> **Written task**
Express the listing below as a JSON list of strings, one string per line, from its first line through the line containing "239 65 423 489", both included. Leave out any blank lines.

> **Data for this task**

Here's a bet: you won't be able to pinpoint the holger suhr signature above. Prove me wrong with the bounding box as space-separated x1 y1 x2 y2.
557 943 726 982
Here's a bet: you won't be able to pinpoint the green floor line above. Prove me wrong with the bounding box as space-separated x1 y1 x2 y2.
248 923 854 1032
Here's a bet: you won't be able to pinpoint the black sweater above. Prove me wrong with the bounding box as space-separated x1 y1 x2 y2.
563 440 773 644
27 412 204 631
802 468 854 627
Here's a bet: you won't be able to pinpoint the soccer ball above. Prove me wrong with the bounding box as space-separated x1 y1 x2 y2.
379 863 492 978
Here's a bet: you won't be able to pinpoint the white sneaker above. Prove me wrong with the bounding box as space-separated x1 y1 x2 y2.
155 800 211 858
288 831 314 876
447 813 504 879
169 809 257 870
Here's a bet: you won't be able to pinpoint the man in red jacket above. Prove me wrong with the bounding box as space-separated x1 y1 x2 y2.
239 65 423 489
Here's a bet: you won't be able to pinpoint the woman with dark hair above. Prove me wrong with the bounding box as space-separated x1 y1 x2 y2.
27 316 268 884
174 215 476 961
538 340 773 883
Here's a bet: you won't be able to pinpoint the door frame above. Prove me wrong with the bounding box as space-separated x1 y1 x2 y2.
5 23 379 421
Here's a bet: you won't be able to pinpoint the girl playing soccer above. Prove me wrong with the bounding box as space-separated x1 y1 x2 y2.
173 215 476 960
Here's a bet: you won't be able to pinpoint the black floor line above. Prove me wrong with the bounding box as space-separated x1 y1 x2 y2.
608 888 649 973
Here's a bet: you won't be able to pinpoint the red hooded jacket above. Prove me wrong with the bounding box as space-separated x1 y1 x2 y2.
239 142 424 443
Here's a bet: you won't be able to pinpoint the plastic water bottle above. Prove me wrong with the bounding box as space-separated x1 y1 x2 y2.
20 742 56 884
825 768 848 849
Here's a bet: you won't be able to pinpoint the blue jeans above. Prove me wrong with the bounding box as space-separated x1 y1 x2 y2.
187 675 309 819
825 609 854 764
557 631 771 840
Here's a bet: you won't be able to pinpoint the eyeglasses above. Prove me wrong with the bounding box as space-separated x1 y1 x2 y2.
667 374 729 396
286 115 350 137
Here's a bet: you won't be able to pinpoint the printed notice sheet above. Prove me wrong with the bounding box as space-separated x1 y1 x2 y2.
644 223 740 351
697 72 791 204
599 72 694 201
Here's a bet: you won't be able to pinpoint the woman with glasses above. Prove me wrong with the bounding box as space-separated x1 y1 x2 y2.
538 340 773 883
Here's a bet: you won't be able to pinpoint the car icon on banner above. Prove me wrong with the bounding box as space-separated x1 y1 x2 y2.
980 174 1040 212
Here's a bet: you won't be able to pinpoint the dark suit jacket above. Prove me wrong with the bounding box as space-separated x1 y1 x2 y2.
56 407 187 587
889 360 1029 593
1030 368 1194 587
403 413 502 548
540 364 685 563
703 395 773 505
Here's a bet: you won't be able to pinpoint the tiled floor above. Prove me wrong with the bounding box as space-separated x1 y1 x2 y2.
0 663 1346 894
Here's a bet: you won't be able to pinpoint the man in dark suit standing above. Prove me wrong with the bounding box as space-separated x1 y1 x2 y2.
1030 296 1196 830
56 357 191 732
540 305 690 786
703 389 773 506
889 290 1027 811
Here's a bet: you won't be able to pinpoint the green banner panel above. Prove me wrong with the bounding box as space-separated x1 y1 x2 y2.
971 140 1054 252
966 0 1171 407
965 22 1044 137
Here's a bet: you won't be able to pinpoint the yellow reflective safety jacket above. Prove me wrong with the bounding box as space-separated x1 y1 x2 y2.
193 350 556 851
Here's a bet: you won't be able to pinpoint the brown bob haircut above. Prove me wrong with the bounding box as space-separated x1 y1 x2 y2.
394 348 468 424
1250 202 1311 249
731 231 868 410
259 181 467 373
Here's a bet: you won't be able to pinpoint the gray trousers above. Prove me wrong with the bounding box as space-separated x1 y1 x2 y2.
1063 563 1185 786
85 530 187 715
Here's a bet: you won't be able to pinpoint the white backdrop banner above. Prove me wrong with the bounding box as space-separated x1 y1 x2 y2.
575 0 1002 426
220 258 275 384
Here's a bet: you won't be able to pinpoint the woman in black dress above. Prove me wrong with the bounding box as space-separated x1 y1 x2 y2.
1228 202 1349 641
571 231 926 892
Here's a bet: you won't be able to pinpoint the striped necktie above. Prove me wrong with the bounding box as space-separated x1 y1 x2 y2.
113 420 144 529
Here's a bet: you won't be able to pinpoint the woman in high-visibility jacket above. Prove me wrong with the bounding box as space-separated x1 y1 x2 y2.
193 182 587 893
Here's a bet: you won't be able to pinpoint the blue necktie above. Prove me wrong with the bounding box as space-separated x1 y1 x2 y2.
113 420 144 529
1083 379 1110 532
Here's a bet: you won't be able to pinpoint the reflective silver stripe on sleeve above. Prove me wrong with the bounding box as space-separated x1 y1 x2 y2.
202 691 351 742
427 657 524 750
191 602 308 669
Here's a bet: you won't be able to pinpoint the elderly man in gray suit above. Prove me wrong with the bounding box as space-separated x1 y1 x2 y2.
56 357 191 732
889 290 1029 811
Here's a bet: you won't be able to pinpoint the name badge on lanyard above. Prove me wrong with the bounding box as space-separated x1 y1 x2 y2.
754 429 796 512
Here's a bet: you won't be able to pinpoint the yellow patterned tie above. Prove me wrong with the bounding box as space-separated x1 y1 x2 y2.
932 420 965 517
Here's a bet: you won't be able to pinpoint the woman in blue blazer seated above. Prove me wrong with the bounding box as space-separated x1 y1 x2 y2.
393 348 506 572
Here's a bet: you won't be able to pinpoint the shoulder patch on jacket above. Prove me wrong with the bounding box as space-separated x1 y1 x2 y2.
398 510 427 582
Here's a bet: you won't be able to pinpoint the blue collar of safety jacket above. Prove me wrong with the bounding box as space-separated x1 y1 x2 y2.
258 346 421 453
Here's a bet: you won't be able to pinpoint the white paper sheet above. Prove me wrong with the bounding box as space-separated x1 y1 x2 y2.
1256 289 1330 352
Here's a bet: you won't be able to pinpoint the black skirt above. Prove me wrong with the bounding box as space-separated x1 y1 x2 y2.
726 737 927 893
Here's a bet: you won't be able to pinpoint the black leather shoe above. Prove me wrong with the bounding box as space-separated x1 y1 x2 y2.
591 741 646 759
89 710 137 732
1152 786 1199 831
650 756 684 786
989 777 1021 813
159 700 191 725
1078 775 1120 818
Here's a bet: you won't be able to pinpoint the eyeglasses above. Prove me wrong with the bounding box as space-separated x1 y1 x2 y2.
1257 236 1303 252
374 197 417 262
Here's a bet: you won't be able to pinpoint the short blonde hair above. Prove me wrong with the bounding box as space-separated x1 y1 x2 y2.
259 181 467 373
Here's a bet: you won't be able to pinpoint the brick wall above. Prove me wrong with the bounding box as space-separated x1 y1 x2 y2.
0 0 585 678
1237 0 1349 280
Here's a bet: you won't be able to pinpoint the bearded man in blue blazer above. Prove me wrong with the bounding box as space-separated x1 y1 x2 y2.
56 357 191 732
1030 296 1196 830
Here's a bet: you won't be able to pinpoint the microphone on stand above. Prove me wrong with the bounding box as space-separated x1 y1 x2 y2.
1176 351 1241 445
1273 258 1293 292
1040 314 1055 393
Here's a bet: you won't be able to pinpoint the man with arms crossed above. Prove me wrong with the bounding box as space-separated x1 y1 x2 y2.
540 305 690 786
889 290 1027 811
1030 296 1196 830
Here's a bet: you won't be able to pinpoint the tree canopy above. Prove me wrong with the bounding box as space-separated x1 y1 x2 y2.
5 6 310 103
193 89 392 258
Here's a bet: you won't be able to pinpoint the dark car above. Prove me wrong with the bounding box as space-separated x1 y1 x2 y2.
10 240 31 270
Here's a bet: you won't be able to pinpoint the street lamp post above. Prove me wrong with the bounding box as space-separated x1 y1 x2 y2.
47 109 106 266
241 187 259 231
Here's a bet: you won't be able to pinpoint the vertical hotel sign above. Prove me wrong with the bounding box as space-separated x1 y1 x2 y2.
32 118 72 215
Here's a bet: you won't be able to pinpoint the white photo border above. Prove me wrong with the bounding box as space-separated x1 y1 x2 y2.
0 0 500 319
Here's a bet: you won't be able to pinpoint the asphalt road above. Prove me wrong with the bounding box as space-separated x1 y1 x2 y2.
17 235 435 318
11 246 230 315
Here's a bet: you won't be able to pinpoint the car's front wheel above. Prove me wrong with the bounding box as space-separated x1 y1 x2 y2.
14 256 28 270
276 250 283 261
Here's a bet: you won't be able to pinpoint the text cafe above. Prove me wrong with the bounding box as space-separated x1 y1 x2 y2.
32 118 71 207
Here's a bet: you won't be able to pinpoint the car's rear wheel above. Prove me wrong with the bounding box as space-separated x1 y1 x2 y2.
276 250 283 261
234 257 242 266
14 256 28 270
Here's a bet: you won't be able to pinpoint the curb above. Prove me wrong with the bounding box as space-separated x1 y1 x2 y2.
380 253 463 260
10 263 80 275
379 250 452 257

> **The solution**
[
  "Here's a bet: you won't be able to pinpoint the holger suhr signature above. Prove me wrong with the bounding box as space-separated x1 y1 x2 y2.",
  "557 943 726 982",
  "Here's a bet: you won't be able to pinpoint the green floor line above. Prove me wrong with the bounding box as space-separated x1 y1 x2 y2.",
  "248 923 854 1032",
  "Here's a bet: you won't be able to pinpoint the black sweater above. Prove me wrong with the bounding box as space-separated x1 y1 x2 y2.",
  "563 440 773 644",
  "27 412 204 631",
  "802 468 854 627",
  "Here's a bet: you won't be able to pinpoint the soccer ball above. Prove me wrong with the bounding box as space-separated x1 y1 x2 y2.",
  "379 863 492 978",
  "Here's a bet: you won't be able to pinpoint the white sneaker above. Prove me wrong with the bounding box as space-separated x1 y1 x2 y2.",
  "155 800 211 858",
  "288 831 314 876",
  "447 813 504 879",
  "169 809 257 870",
  "Here's a bet: you won't be able to pinpoint the man in red jacket above. Prove me wrong with the bounding box as space-separated x1 y1 x2 y2.",
  "239 65 423 489"
]